Görev özeti -
Aşağıdaki kayıtların tamamını satır satır, hiçbir değişiklik yapmadan alıntılayın. Resimleri yanıta dahil etmeyin.

Görüntü kutusu etiketleme kayıtları:
^^^^^^^^

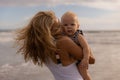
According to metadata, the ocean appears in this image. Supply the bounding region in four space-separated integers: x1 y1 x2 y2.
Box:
0 31 120 80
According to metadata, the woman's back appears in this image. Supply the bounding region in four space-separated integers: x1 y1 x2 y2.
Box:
46 59 83 80
46 36 83 80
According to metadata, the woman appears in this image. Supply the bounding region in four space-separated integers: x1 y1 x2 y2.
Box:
16 11 83 80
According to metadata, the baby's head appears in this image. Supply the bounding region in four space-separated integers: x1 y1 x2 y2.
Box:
61 11 79 36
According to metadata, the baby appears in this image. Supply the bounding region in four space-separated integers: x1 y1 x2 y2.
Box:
61 11 95 80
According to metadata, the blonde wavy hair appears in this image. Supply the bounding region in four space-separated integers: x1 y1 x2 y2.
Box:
16 11 57 65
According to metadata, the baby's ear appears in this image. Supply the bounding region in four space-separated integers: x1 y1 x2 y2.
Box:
77 24 80 28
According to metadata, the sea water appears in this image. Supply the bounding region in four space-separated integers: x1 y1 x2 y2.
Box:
0 31 120 80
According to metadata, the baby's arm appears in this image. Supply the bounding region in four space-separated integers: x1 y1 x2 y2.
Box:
78 34 90 67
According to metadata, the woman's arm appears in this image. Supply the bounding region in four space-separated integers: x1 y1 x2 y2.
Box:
57 36 83 60
78 34 90 60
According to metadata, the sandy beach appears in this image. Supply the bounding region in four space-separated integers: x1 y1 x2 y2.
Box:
0 32 120 80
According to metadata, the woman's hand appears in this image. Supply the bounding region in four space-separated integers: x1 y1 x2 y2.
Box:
79 58 89 69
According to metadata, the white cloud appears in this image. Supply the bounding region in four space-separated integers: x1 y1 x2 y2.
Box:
79 12 120 30
0 0 120 10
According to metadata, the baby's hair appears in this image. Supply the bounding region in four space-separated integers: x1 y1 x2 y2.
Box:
16 11 56 65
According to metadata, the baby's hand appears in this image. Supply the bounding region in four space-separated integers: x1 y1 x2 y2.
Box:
79 59 89 69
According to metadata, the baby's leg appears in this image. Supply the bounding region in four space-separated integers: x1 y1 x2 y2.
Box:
77 64 91 80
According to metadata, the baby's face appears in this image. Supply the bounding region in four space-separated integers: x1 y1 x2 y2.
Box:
62 16 79 36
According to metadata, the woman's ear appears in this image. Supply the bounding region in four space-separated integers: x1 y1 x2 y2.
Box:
77 24 80 29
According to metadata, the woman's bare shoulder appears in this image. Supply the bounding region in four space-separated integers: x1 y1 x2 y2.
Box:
57 36 73 44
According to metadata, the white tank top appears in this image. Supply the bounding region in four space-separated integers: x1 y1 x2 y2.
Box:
46 59 83 80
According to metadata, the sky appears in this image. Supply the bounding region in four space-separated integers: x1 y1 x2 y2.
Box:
0 0 120 30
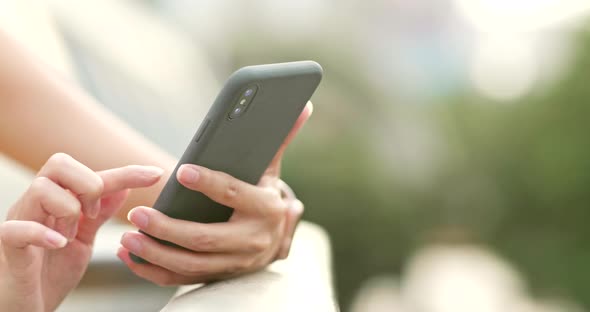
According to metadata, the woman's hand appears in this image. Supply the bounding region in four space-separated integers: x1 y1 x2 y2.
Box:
118 103 312 285
0 154 162 312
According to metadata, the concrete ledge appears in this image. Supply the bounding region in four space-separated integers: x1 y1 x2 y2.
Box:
161 222 338 312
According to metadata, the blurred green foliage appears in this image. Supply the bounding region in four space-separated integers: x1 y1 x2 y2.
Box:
230 26 590 309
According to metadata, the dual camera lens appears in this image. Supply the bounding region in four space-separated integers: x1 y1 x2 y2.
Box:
229 86 258 119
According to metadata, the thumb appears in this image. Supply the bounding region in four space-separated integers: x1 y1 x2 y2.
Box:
77 189 129 245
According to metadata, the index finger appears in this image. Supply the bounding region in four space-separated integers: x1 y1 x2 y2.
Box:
265 102 313 177
97 165 164 195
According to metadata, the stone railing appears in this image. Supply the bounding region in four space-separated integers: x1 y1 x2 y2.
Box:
58 222 338 312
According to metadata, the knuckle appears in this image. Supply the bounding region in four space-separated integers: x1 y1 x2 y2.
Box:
234 257 256 274
184 260 207 277
249 235 272 253
223 180 240 201
269 199 289 221
47 153 73 167
88 174 104 195
152 272 175 287
187 232 217 251
29 177 52 201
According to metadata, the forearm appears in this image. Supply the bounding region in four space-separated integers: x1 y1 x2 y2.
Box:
0 32 175 218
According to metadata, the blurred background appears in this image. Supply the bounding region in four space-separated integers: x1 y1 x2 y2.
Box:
0 0 590 312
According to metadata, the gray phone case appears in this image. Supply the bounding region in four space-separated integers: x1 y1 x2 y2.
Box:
132 61 323 262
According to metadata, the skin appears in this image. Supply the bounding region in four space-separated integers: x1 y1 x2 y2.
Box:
0 154 163 312
0 26 312 291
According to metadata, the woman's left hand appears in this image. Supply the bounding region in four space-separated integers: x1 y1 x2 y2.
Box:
118 103 312 285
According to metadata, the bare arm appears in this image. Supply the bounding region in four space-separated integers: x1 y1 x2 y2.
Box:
0 32 312 285
0 32 176 220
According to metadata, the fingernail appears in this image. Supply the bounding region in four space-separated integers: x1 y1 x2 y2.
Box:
88 201 100 219
45 231 68 248
178 165 199 183
127 208 149 229
144 166 164 178
121 233 141 254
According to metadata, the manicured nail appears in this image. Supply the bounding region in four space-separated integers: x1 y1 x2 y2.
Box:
45 231 68 248
127 208 149 229
144 166 164 178
87 201 100 219
178 165 199 183
121 233 141 254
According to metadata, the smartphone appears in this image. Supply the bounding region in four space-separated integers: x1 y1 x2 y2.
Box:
131 61 323 263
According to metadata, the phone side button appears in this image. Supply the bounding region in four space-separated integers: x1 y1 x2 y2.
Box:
195 119 211 142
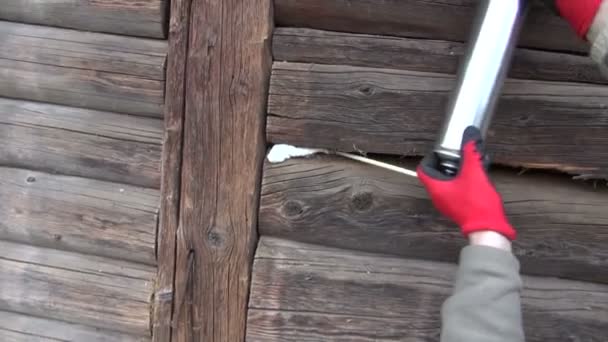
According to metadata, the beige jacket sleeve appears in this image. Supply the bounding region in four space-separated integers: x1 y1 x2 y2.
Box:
441 246 525 342
587 0 608 77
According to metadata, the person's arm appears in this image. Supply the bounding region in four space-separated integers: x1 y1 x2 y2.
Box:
441 231 524 342
586 1 608 77
418 127 524 342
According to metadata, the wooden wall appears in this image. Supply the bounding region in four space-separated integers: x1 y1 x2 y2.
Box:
246 0 608 342
0 0 167 342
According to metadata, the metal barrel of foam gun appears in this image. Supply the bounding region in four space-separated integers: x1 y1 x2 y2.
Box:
434 0 528 175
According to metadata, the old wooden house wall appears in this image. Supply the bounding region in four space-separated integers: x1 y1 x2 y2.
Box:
0 0 168 342
153 0 608 342
246 0 608 342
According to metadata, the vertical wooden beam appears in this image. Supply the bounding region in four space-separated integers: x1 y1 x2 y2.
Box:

^^^^^^^^

Eksiksiz yanıt -
According to metadata, the ocean appears in this image. Supply the bounding region in four space-separated integers: x1 y1 x2 y2.
Box:
0 31 120 80
According to metadata, the woman's back appears in this image. Supply the bounding region in four space-separated integers: x1 y1 x2 y2.
Box:
46 59 83 80
46 36 83 80
According to metadata, the woman appears in this image. Supply the bounding region in four space-separated integers: x1 y1 x2 y2.
Box:
16 11 83 80
According to metadata, the baby's head appears in this image. Supply the bounding region in four space-separated integers: x1 y1 x2 y2.
Box:
61 11 79 36
According to metadata, the baby appears in this image. Supply the bounding region in four space-separated integers: x1 y1 x2 y2.
Box:
61 11 95 80
According to metadata, the blonde wavy hair appears in this image. Supply the bounding region in four space-separated integers: x1 y1 x2 y2.
Box:
16 11 57 65
According to metadata, the baby's ear appears in this image. Supply the bounding region in four space-separated integers: x1 y1 x2 y2.
Box:
77 24 80 28
According to metadata, the sea water appears in this image. Supply the bounding region in four space-separated integers: x1 y1 x2 y2.
Box:
0 31 120 80
According to metadata, the baby's arm appears in this image. Supply the bounding region in four space-separated integers: x1 y1 x2 y2.
Box:
78 34 90 67
According to metadata, the woman's arm appears in this image. Supply the bounding region in four space-separated integers: x1 y1 x2 y2.
Box:
57 36 83 60
78 34 90 60
According to metadata, the sandy beach appears in this image. Supply the bounding region in four space-separated integers: x1 y1 x2 y2.
Box:
0 32 120 80
According to metadata, the woman's hand appears in this image. Supply the bounding region in four space-separated integers: x1 y1 x2 y2.
Box:
79 58 89 69
According to metadata, the white cloud appears in this image. Supply the bounding region in four space-separated integers: x1 y1 x2 y2.
Box:
79 12 120 30
0 0 120 10
According to metadata, the baby's hair appears in this image. Supply the bounding region in four space-separated integers: x1 y1 x2 y2.
Box:
16 11 56 65
According to metadata, the baby's hand appears in this image. Supply the bounding region in four space-separated integers: x1 y1 x2 y2.
Box:
79 59 89 69
According to metadata, the baby's leg appears in this image. Supply the bounding region in four space-separated integers: x1 y1 x2 y2.
Box:
77 64 91 80
According to metadata, the baby's face appears in this image. Supply the bounding region in four space-separated integers: x1 y1 x2 y2.
Box:
62 16 79 36
According to metadata, the woman's ear appears in this image. Supply the bounding region in four space-separated integers: x1 y1 x2 y2.
Box:
77 24 80 29
According to metadata, the woman's bare shoulder appears in this image. Supply the bounding region in four space-separated integers: x1 y1 x2 y2.
Box:
57 36 73 44
According to metadata, the white tank top appears in this image. Supply the bounding region in four space-separated integers: x1 y1 x2 y2.
Box:
46 59 83 80
According to metadata, the sky appears in this image. Supply the bounding region in four space-separated integers: x1 y1 x2 y2.
Box:
0 0 120 30
According to metadata, the woman's hand appears in this image. Supply the bounding region in four space-separated integers: x1 y1 x2 y2.
Box:
118 103 312 285
0 154 162 312
According to metadata, the concrete ledge appears in this image. Supply the bounding region in four space-separated integers: x1 y1 x2 y2.
Box:
161 222 338 312
According to metadata, the blurred green foliage appears in this image. Supply the bounding region in four space-separated integers: x1 y1 x2 y2.
Box:
230 26 590 309
According to metadata, the dual camera lens appears in this image. Supply the bounding region in four space-separated integers: x1 y1 x2 y2.
Box:
229 86 258 119
According to metadata, the thumb appears in this image. Supply the bounding region in four space-separated integers: x1 y1 x2 y2.
Box:
77 189 129 245
According to metadata, the index finger appears in this image. Supply the bounding region in four space-separated integers: x1 y1 x2 y2.
Box:
265 102 313 177
97 165 164 195
According to metadata, the stone railing appears in this image. Supply the bounding region in four space-separated integers: x1 y1 x2 y2.
Box:
58 222 338 312
According to metadata, the knuckle appears in this image. Supply the bounding region in four space-separated integers: x1 y1 x2 y2.
Box:
234 257 256 274
184 260 207 277
249 235 272 253
223 180 240 201
269 199 289 221
47 153 73 167
88 174 104 195
152 272 175 287
187 232 217 251
29 177 52 201
According to metadata, the forearm appears in this image. Supply the bounding region in four space-separated integers: x1 y1 x2 y2.
Box:
0 32 175 218
According to metadata, the blurred background appears in this image. Supply the bounding region in four space-separated integers: x1 y1 x2 y2.
Box:
0 0 590 312
According to metadata, the gray phone case appears in this image. Supply the bounding region in four space-separated integers: x1 y1 x2 y2.
Box:
132 61 323 262
According to metadata, the skin appears in this image. Supply the bounding region in four space-separated integers: x1 y1 x2 y2.
Box:
0 154 163 312
0 26 312 291
According to metadata, the woman's left hand appears in this image. Supply the bounding region in four space-separated integers: x1 y1 x2 y2.
Box:
118 103 312 285
According to metadata, the bare arm appears in this image. Supply the bounding region in four space-separated integers: x1 y1 x2 y2.
Box:
0 32 312 285
0 32 176 220
According to metadata, the fingernail appears in this image. Supply the bounding region in four space-separated integers: x1 y1 x2 y2.
Box:
88 201 100 219
45 231 68 248
178 165 199 183
127 208 149 229
144 166 164 178
121 233 141 254
According to metadata, the manicured nail appears in this image. Supply the bounding region in four space-separated integers: x1 y1 x2 y2.
Box:
45 231 68 248
127 208 149 229
144 166 164 178
87 201 100 219
178 165 199 183
121 233 141 254
According to metadata, the smartphone appears in this image. Supply the bounding region in four space-separated integers: x1 y1 x2 y2.
Box:
131 61 323 263
According to metadata, the phone side button appears in this image. Supply the bounding region in four space-separated integers: x1 y1 x2 y2.
Box:
195 119 211 142
According to metadata, the beige jacket sleeve appears in this image. Supply the bounding region in four space-separated integers: x1 y1 x2 y2.
Box:
441 246 525 342
587 0 608 77
According to metadata, the person's arm appears in this image. Supply the bounding region in four space-separated integers: x1 y1 x2 y2.
Box:
441 231 524 342
586 1 608 77
418 127 524 342
According to metadata, the wooden wall appears in this image. Supply the bounding region in four space-separated integers: x1 y1 x2 y2.
Box:
246 0 608 342
0 0 167 342
According to metadata, the metal barrel of foam gun appears in this image. Supply the bounding region in four space-separated integers: x1 y1 x2 y2.
Box:
434 0 528 175
According to metadata, the old wooden house wall appears in this image. Supply the bounding region in four space-separated integers: x1 y1 x2 y2.
Box:
0 0 168 342
153 0 608 342
246 0 608 342
According to metadata, the vertical wooden beam appears in this image. Supply the bounding region in four space-separated integers: x1 y1 x2 y2.
Box:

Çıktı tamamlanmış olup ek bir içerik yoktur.